### What is required
The full data, repeated exactly, is the only answer needed.

### Material to process

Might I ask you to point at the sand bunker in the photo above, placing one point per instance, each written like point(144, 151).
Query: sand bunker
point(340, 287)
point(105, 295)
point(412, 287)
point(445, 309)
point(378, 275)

### Written reply
Might I ask you to point at the sand bunker in the photo above, placing one point per instance, each written like point(144, 151).
Query: sand bunker
point(340, 287)
point(105, 295)
point(412, 287)
point(445, 309)
point(378, 275)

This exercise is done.